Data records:
::::::::
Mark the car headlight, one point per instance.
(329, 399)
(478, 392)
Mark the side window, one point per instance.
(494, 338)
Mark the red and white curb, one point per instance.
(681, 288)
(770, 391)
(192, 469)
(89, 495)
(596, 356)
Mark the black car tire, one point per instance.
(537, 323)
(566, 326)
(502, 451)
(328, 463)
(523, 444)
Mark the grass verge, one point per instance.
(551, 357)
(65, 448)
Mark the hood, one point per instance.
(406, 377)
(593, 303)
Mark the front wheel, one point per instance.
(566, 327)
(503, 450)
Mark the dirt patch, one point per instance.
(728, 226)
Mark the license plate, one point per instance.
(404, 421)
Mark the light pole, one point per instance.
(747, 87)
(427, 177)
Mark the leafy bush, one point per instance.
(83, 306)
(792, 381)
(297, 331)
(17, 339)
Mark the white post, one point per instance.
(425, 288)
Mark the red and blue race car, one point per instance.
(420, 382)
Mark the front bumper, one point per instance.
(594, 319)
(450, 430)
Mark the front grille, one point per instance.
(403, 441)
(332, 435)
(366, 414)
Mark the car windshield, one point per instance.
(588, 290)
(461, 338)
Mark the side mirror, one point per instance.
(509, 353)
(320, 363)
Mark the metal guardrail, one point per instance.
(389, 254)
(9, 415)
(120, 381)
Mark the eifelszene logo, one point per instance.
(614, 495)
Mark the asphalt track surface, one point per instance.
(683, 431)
::::::::
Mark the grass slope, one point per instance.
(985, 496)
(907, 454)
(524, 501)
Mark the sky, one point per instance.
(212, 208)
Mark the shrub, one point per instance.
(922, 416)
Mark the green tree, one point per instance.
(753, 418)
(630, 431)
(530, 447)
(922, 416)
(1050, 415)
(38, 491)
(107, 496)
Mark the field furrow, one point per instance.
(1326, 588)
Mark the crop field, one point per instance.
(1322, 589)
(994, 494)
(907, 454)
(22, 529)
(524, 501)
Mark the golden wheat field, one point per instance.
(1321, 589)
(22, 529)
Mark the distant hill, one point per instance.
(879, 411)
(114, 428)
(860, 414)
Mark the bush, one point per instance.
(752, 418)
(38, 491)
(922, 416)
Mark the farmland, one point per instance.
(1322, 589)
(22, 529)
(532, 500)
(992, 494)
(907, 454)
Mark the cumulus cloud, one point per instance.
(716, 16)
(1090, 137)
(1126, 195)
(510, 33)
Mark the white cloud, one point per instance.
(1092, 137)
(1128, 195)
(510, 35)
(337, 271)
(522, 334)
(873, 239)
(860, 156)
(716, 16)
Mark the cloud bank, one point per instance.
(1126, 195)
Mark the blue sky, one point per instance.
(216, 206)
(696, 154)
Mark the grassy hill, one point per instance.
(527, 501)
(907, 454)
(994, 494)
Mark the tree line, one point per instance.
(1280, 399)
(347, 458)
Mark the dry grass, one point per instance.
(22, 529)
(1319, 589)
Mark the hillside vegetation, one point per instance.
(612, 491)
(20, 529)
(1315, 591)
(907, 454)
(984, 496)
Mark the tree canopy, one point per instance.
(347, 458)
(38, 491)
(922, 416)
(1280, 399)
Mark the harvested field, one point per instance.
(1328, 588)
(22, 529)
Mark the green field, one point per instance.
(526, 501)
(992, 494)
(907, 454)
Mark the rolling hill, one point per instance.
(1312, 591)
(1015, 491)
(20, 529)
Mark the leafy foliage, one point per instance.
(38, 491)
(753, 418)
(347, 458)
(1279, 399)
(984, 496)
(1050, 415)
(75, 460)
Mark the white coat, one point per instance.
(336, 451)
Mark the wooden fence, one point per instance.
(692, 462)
::::::::
Exercise aim: Return every line of the listing that contains the string "field".

Expected answer:
Mark the field furrow, one point per instance.
Mark the crop field, one point per instance.
Mark the golden wheat field, one point per instance.
Mark the harvested field, one point per instance.
Mark the green field, one point per instance.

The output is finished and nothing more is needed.